== Fragment ==
Dagen zonder einde: in het verwoeste Gaza, de dagelijkse strijd van een moeder om te overleven
OORLOG IN GAZA
8 min lezen
Dagen zonder einde: in het verwoeste Gaza, de dagelijkse strijd van een moeder om te overlevenIn het eerste deel van een vierdelige reeks ter gelegenheid van twee jaar oorlog in Gaza richt TRT World de schijnwerpers op een Palestijnse moeder van vier kinderen die haar weg zoekt te midden van een genocide.
Art by: Musab Abdullah Gungor / TRT World
7 oktober 2025

Gaza is vandaag de dag een begraafplaats. Een dystopisch landschap waar duizenden mensen en miljoenen dromen begraven liggen onder een eens zo bruisende stad, verwoest door de genocidale oorlog van Israël. Twee jaar na het uitbreken van de oorlog, die meer dan 67.000 mensen het leven heeft gekost, voornamelijk vrouwen en kinderen, vertelt TRT World het verhaal van Gaza aan de hand van vier Palestijnen – verhalen over strijd en overleven, over dood en vernietiging en bovenal over verzet en veerkracht.

Dit is het verhaal van Ghadeer Al Habbash, 37 jaar oud. Een weduwe en moeder van vier kinderen. Dit zou heel goed het verhaal kunnen zijn van duizenden andere weduwen en moeders, die zich een weg banen door het leven tussen kogels en bommen.

Ghadeer stelt zich voor als de ‘vrouw van een martelaar’.

Haar man, Raaed Al Habbash, de enige kostwinner van het gezin, werd in februari van dit jaar gedood door een Israëlische sluipschutter, waardoor zij alleen voor het gezin moet zorgen.

Hun huis in Khan Younis werd eerder verwoest door een luchtaanval, waardoor ze gedwongen waren om van plek naar plek te trekken op zoek naar veiligheid en onderdak.

“ Op een dag ging hij terug naar ons verwoeste huis om tussen het puin wat kleding en voedsel te zoeken... hij droeg een zak meel en wat kleding op weg terug naar de tent, maar... (een Israëlische) sluipschutter schoot hem in het hoofd", vertelt ze aan TRT World in de tent in Khan Younis, die al enkele maanden haar thuis is.
===
== Gegevensuittreksel ==
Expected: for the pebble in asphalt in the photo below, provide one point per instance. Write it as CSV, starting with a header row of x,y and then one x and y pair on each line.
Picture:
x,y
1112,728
===
◆ **Korte opdracht**:
Herschrijf de alinea uit het fragment die begint met „Gaza is vandaag de dag” in beknoptere vorm en behoud daarbij de belangrijkste feiten. De lijst vormt afzonderlijk materiaal en staat los van het fragment.

◆ **Uitvoer**:
Gaza is nu een begraafplaats: onder de eens zo bruisende stad, verwoest door de genocidale oorlog van Israël, liggen duizenden mensen en miljoenen dromen begraven. Twee jaar na het begin van de oorlog, die meer dan 67.000 levens heeft gekost, voornamelijk van vrouwen en kinderen, vertelt TRT World het verhaal van Gaza via vier Palestijnen: verhalen over strijd en overleven, dood en vernietiging, en bovenal verzet en veerkracht.